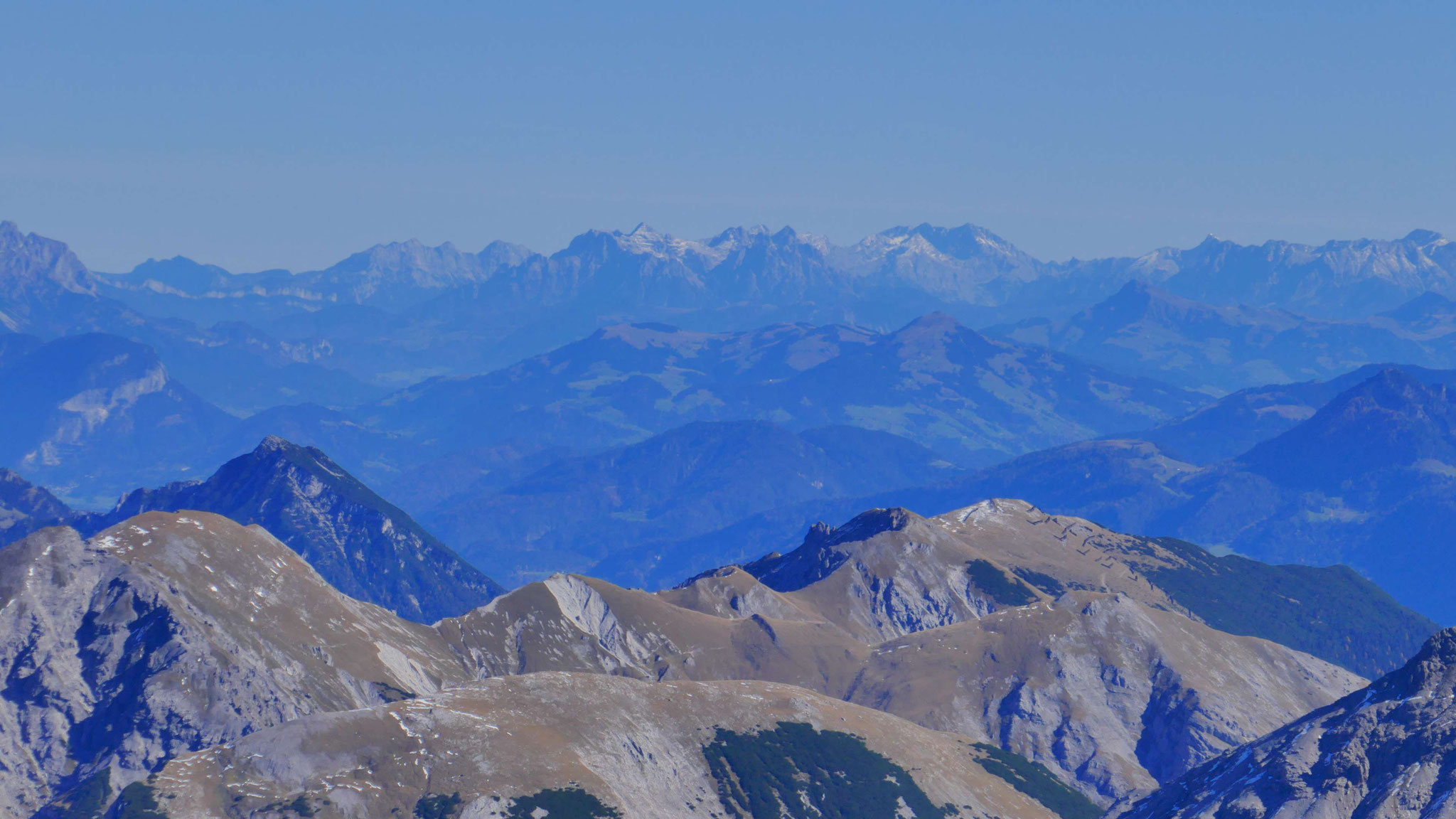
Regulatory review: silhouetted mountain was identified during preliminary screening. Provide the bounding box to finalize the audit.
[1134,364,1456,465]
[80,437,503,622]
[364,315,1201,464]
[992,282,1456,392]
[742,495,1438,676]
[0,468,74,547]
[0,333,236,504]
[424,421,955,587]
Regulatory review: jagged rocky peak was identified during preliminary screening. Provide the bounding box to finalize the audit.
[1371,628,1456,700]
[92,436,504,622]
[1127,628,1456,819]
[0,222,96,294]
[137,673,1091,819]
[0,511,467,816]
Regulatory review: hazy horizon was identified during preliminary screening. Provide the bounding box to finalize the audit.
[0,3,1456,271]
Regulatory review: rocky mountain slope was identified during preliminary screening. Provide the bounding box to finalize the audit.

# # #

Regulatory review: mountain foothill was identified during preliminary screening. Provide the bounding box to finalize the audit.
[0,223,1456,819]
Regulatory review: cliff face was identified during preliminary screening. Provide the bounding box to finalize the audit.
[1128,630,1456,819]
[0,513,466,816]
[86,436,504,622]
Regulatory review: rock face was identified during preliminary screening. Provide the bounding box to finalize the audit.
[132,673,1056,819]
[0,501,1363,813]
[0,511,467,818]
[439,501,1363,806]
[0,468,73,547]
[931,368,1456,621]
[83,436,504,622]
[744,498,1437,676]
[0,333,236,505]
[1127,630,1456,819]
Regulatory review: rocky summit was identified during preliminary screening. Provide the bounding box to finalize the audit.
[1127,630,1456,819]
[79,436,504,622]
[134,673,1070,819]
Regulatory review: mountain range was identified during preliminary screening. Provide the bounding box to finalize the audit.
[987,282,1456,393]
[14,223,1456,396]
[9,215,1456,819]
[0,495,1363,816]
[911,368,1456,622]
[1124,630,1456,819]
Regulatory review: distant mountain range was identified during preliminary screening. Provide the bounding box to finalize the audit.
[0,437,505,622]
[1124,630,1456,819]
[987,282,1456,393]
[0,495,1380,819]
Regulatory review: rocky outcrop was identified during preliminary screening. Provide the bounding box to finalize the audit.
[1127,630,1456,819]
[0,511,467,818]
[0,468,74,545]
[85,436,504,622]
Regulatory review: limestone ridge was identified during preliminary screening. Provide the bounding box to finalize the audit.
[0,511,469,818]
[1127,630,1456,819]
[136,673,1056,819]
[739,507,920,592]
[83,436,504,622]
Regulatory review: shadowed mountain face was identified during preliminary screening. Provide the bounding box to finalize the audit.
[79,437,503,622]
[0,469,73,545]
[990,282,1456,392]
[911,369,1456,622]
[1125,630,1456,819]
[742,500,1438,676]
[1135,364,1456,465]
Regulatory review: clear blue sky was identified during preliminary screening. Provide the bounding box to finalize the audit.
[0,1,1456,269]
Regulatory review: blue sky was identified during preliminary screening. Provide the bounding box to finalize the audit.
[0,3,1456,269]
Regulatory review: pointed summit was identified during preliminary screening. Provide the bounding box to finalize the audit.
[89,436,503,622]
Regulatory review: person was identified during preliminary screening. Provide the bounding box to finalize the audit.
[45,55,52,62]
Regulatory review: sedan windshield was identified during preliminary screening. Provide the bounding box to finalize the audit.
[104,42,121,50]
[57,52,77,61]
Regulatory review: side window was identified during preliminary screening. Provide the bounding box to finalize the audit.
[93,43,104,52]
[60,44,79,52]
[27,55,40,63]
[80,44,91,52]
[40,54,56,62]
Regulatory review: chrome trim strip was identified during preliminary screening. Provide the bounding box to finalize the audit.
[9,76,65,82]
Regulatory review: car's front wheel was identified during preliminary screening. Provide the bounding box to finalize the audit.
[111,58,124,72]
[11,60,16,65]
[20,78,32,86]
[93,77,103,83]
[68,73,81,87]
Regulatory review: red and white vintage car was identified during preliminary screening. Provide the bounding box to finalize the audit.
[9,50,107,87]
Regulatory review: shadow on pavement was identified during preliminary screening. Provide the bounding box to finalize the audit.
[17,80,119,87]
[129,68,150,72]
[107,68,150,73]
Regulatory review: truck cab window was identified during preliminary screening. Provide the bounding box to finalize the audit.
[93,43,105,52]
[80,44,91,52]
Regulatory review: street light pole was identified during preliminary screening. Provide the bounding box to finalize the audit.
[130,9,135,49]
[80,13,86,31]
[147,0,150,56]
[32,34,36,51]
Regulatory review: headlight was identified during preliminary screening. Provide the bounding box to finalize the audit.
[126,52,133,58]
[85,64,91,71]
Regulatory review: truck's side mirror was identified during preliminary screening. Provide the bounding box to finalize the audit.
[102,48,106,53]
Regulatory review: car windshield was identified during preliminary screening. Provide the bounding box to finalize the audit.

# # #

Exercise task:
Copy out the listing word for word, from the line with "Regulatory review: distant" to the line with "[85,436,504,622]".

Answer to this task:
Regulatory review: distant mountain range was identified during preliminary screening. Provide the bounding box to finalize the audit.
[0,437,505,622]
[1124,630,1456,819]
[987,282,1456,393]
[0,495,1380,819]
Regulatory review: rocky outcrop was identified during preliminary screening. Provide the bounding box to finalize the audit.
[1127,630,1456,819]
[0,511,467,818]
[0,468,74,545]
[85,436,504,622]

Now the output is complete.